Up to and including the line that contains "like x=142, y=133.", repeat the entries below exactly from the first line on. Do not carry over any pictures.

[Photo-based referring expression data]
☆ ☆ ☆ ☆

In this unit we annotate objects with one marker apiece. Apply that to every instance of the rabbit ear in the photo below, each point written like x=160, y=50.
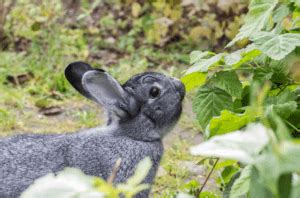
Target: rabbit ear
x=102, y=88
x=74, y=73
x=108, y=92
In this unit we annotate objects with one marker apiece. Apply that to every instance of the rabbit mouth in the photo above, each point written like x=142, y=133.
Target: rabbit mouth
x=149, y=118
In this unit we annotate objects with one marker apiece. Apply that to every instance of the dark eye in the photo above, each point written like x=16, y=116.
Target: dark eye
x=154, y=92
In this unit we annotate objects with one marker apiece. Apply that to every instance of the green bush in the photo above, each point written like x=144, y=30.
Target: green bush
x=256, y=84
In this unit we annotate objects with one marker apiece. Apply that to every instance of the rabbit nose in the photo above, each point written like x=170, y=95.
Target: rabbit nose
x=179, y=87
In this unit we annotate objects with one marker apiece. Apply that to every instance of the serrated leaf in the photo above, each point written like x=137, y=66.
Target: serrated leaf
x=281, y=12
x=198, y=55
x=229, y=121
x=284, y=104
x=297, y=2
x=229, y=82
x=237, y=58
x=262, y=74
x=204, y=63
x=209, y=102
x=242, y=185
x=260, y=12
x=70, y=182
x=295, y=186
x=276, y=46
x=193, y=80
x=243, y=146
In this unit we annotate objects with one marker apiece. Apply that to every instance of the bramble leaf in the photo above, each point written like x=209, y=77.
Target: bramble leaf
x=276, y=46
x=229, y=82
x=193, y=80
x=204, y=62
x=260, y=12
x=242, y=185
x=229, y=121
x=209, y=102
x=237, y=58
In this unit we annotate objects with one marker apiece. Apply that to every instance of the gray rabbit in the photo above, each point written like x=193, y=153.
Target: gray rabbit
x=140, y=113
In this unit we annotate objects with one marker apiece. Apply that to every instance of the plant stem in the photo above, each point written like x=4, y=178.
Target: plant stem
x=198, y=192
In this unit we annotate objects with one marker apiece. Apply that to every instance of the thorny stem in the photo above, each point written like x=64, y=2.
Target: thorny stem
x=198, y=192
x=114, y=171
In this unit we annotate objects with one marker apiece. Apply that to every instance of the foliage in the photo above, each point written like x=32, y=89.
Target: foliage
x=258, y=83
x=72, y=182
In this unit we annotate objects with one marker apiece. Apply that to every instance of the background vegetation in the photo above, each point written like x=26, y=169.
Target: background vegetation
x=254, y=79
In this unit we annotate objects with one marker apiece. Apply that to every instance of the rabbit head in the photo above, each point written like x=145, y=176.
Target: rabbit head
x=146, y=107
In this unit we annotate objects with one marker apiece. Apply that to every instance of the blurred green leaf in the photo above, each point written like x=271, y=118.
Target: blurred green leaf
x=229, y=82
x=193, y=80
x=243, y=146
x=259, y=14
x=241, y=186
x=204, y=62
x=209, y=102
x=68, y=183
x=229, y=121
x=274, y=45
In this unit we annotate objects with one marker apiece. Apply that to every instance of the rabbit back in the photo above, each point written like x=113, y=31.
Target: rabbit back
x=24, y=158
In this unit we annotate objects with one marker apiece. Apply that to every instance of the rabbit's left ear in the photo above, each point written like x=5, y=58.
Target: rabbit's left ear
x=108, y=92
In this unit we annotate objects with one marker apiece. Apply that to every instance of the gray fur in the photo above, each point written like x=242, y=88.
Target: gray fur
x=134, y=130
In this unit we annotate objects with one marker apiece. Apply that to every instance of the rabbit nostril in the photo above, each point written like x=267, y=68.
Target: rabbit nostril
x=179, y=87
x=157, y=108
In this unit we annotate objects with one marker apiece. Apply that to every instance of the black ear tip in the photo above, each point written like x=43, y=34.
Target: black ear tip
x=78, y=66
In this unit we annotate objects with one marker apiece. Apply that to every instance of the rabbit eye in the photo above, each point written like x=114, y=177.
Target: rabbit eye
x=154, y=92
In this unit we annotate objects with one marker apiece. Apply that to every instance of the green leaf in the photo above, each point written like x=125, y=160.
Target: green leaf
x=241, y=186
x=285, y=185
x=243, y=146
x=198, y=55
x=209, y=102
x=193, y=80
x=237, y=58
x=258, y=188
x=276, y=46
x=281, y=12
x=260, y=12
x=297, y=2
x=262, y=74
x=284, y=104
x=229, y=82
x=204, y=61
x=295, y=186
x=229, y=121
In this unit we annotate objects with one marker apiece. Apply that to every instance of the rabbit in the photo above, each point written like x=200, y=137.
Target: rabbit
x=140, y=113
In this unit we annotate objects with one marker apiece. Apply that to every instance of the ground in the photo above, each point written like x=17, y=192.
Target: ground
x=177, y=168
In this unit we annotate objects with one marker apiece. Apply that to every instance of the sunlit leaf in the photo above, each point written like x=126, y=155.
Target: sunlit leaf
x=229, y=82
x=274, y=45
x=258, y=16
x=243, y=146
x=229, y=121
x=68, y=183
x=237, y=58
x=205, y=62
x=242, y=185
x=193, y=80
x=209, y=102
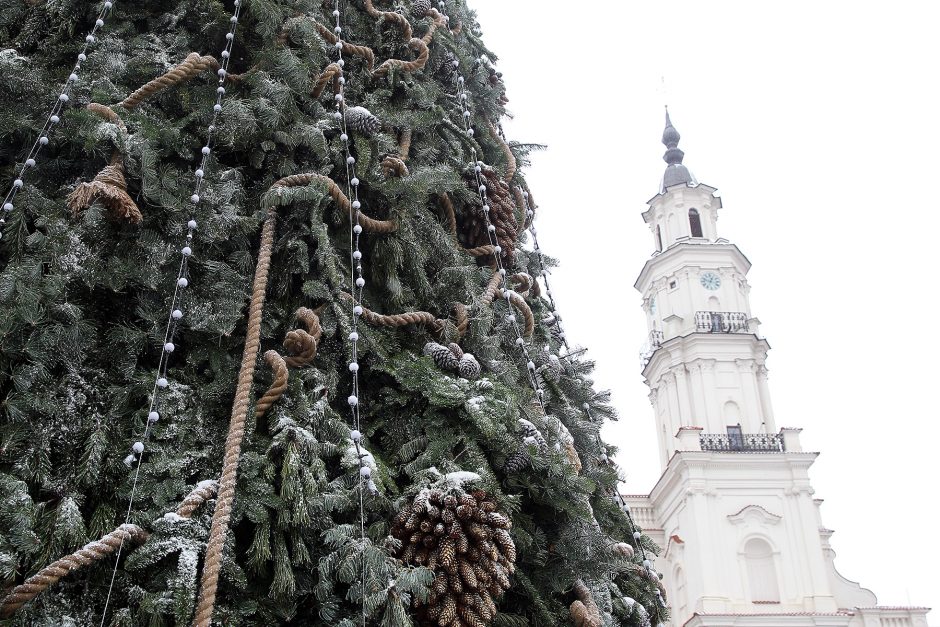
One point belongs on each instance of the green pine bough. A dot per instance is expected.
(84, 293)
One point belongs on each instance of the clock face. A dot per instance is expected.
(710, 281)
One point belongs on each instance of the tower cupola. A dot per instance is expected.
(676, 173)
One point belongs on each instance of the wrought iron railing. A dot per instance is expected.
(721, 322)
(654, 342)
(742, 442)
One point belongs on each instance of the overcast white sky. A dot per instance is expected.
(817, 122)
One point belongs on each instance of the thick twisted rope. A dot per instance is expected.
(463, 320)
(298, 341)
(437, 21)
(480, 251)
(390, 16)
(368, 224)
(524, 282)
(109, 186)
(491, 289)
(94, 551)
(190, 67)
(404, 144)
(200, 494)
(223, 510)
(451, 215)
(402, 319)
(91, 552)
(278, 384)
(507, 152)
(419, 62)
(519, 303)
(348, 48)
(330, 73)
(236, 432)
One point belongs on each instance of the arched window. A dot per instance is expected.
(695, 222)
(761, 571)
(680, 600)
(731, 413)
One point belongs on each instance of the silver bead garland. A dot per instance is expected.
(182, 282)
(466, 114)
(357, 287)
(463, 98)
(53, 118)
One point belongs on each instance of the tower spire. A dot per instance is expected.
(676, 173)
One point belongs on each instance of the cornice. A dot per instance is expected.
(702, 252)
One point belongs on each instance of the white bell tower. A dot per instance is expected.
(743, 542)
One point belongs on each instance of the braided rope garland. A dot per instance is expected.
(95, 551)
(53, 118)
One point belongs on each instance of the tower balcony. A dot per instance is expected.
(721, 322)
(654, 341)
(736, 442)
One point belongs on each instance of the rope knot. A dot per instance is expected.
(110, 188)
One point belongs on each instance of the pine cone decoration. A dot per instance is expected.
(420, 8)
(472, 556)
(517, 462)
(361, 120)
(472, 223)
(442, 356)
(623, 549)
(446, 66)
(468, 367)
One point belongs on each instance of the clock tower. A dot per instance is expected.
(743, 542)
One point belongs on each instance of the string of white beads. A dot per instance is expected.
(477, 165)
(175, 317)
(357, 279)
(54, 116)
(182, 282)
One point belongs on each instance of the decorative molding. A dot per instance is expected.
(756, 513)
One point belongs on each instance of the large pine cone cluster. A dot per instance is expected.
(466, 542)
(472, 223)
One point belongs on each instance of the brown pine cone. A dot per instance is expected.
(464, 540)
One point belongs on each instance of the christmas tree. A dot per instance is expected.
(276, 343)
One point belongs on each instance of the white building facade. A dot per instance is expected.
(743, 541)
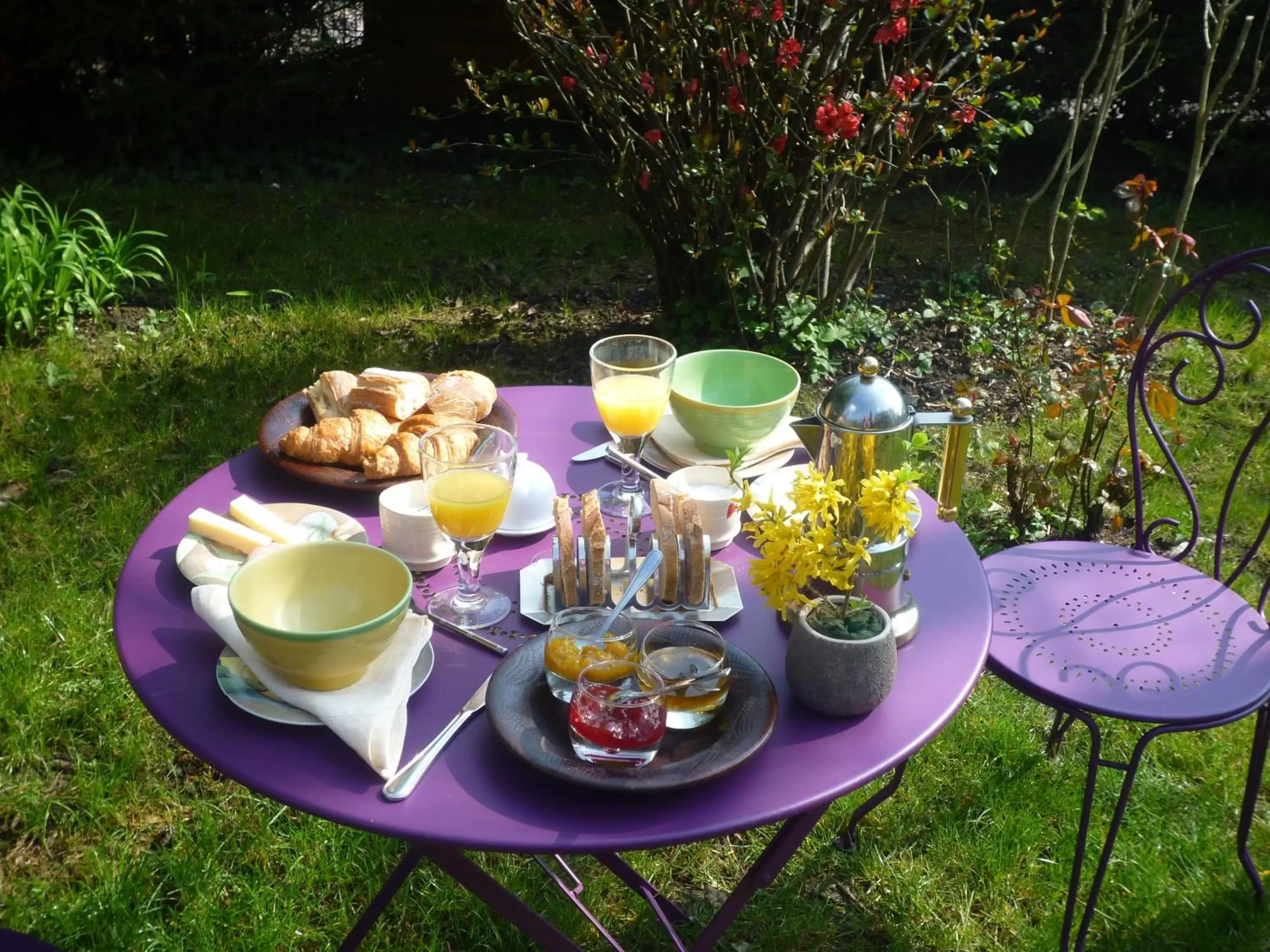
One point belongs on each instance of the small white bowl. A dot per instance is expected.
(717, 498)
(409, 531)
(529, 513)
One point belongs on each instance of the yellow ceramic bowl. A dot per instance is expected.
(320, 612)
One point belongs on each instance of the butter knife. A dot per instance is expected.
(468, 634)
(404, 781)
(594, 454)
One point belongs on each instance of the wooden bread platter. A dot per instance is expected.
(295, 412)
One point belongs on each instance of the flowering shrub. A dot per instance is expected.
(756, 143)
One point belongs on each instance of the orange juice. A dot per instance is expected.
(469, 504)
(632, 404)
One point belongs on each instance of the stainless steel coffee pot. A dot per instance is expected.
(864, 426)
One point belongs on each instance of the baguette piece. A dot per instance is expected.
(463, 393)
(663, 523)
(395, 394)
(226, 532)
(594, 537)
(660, 492)
(694, 553)
(328, 396)
(422, 423)
(567, 582)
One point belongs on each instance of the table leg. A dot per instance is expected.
(652, 895)
(779, 852)
(848, 839)
(512, 908)
(500, 899)
(574, 894)
(381, 899)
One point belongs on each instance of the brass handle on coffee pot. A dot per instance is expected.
(957, 442)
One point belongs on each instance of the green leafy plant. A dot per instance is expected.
(56, 266)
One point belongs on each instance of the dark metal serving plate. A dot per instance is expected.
(535, 726)
(294, 412)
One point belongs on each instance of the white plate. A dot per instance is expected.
(656, 457)
(246, 691)
(520, 534)
(206, 563)
(723, 584)
(677, 445)
(778, 485)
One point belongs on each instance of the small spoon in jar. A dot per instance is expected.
(621, 697)
(651, 564)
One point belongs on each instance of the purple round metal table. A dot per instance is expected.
(477, 796)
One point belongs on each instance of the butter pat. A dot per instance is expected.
(228, 532)
(254, 516)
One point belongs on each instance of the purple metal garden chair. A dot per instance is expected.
(1096, 630)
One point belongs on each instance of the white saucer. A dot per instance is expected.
(427, 567)
(246, 691)
(520, 532)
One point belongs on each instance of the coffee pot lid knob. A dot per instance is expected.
(867, 403)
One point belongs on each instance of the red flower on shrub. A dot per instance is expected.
(835, 120)
(903, 87)
(788, 56)
(892, 32)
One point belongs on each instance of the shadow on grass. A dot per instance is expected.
(1227, 912)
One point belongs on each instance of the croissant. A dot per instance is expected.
(400, 456)
(338, 440)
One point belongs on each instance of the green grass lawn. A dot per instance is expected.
(113, 837)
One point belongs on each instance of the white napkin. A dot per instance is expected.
(369, 715)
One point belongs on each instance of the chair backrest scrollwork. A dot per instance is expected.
(1184, 330)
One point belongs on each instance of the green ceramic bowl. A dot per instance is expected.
(732, 399)
(320, 612)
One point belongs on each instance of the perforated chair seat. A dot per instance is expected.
(1126, 634)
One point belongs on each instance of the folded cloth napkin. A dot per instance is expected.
(369, 715)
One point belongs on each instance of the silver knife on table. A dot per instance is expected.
(404, 781)
(594, 454)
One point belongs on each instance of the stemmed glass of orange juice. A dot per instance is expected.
(468, 498)
(630, 376)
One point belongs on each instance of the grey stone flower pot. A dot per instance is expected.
(840, 678)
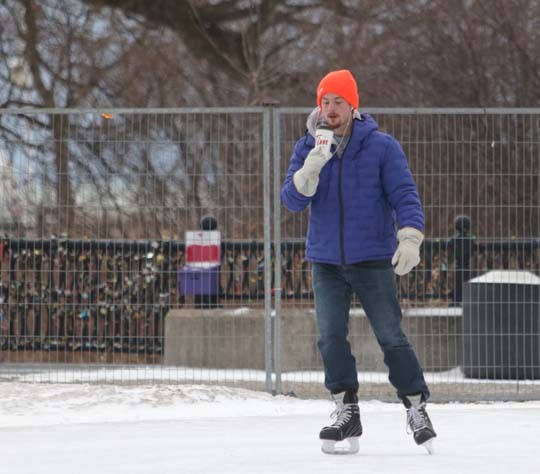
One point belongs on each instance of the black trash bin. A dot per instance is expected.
(501, 338)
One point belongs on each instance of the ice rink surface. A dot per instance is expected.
(98, 429)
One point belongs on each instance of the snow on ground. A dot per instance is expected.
(188, 429)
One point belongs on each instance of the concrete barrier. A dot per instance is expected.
(226, 338)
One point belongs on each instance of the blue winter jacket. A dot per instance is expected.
(360, 200)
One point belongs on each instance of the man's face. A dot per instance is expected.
(337, 112)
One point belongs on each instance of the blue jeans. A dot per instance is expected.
(375, 285)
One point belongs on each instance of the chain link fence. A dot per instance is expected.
(96, 280)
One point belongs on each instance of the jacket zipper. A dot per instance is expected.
(341, 212)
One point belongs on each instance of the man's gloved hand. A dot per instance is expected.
(407, 255)
(306, 178)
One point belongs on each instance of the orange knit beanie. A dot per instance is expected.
(341, 83)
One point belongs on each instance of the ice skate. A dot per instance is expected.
(418, 422)
(342, 436)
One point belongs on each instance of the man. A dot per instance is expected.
(359, 192)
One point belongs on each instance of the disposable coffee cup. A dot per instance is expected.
(323, 138)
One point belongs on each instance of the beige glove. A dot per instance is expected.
(407, 255)
(306, 179)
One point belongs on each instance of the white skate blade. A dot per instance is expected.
(429, 446)
(347, 446)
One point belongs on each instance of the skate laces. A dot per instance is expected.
(416, 418)
(342, 414)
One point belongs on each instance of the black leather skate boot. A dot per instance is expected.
(418, 422)
(347, 426)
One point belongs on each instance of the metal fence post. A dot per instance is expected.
(277, 249)
(267, 252)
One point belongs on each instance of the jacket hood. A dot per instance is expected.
(366, 120)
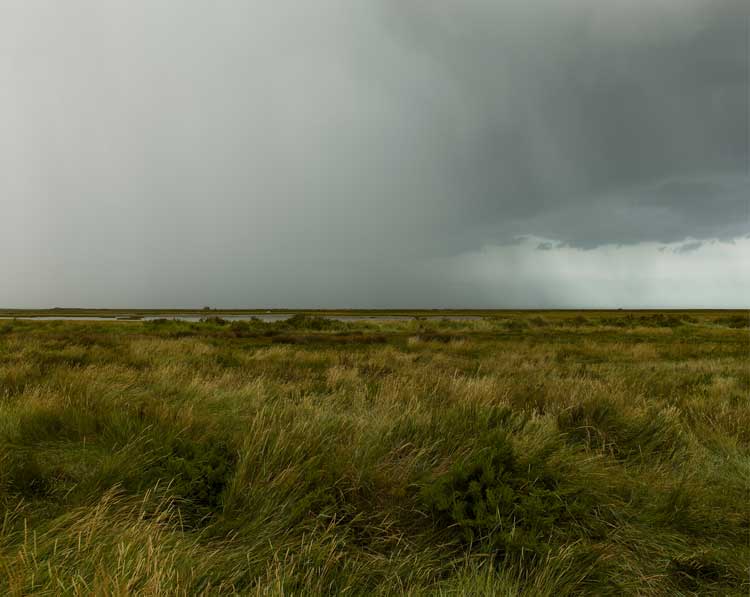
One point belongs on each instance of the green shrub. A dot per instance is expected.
(199, 472)
(497, 503)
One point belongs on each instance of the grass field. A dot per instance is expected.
(557, 453)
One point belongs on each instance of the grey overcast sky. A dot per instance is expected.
(374, 153)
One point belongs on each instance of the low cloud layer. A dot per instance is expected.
(334, 153)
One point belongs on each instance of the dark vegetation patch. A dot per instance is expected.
(496, 502)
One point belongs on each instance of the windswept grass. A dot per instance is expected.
(542, 454)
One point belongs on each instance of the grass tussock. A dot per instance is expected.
(541, 454)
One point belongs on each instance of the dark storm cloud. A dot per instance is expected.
(324, 153)
(576, 102)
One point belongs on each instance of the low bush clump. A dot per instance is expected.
(495, 502)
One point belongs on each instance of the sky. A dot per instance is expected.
(374, 153)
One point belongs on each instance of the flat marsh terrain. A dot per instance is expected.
(557, 453)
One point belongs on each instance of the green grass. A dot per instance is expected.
(546, 453)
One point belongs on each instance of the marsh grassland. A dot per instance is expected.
(523, 453)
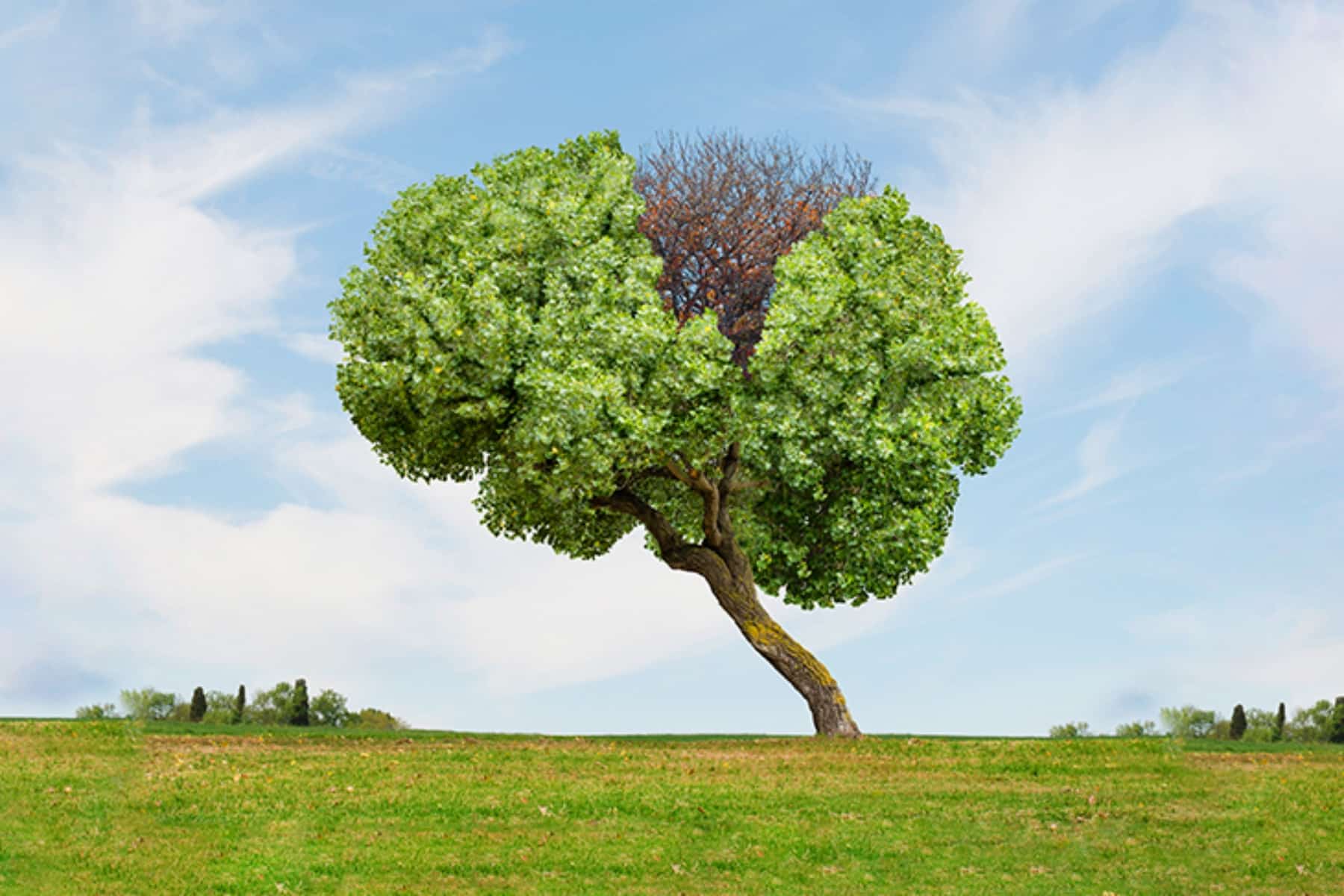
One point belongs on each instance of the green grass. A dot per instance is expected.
(117, 808)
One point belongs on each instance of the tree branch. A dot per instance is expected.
(676, 553)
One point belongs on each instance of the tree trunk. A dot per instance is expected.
(793, 662)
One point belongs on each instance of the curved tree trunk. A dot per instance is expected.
(721, 561)
(808, 676)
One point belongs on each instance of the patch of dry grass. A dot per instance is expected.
(112, 808)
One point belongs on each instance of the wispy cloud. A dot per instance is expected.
(1066, 200)
(174, 19)
(1024, 579)
(1095, 462)
(116, 277)
(1133, 385)
(37, 27)
(315, 347)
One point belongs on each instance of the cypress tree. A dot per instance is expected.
(1337, 727)
(299, 712)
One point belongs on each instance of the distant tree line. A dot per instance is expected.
(1319, 723)
(285, 704)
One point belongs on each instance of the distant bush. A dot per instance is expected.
(285, 704)
(97, 711)
(148, 704)
(1310, 724)
(272, 707)
(370, 718)
(1070, 729)
(220, 709)
(299, 704)
(1260, 726)
(329, 709)
(1189, 722)
(1137, 729)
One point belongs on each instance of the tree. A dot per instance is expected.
(510, 327)
(1238, 724)
(721, 211)
(299, 706)
(329, 709)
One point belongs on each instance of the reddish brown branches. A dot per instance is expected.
(721, 211)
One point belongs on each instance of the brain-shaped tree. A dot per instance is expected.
(554, 331)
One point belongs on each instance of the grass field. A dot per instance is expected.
(117, 808)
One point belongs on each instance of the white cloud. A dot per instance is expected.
(1034, 574)
(315, 347)
(1095, 461)
(116, 279)
(1068, 200)
(1133, 385)
(174, 19)
(1222, 649)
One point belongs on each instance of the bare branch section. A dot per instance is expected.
(722, 210)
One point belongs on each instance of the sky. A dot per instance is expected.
(1148, 195)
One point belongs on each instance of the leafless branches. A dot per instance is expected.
(721, 211)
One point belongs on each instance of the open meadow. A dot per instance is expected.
(125, 808)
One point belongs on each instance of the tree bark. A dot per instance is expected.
(808, 676)
(721, 561)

☆ ☆ ☆ ☆

_OUTPUT OF THE TASK_
In this unit we annotate objects with one marker apiece. Apply that to every instance of the rabbit ear in the photo below, each point written like x=160, y=50.
Target: rabbit ear
x=102, y=88
x=74, y=73
x=108, y=92
In this unit we annotate objects with one marker apiece. Apply that to every instance of the rabbit mouth in the photo above, each point written like x=142, y=133.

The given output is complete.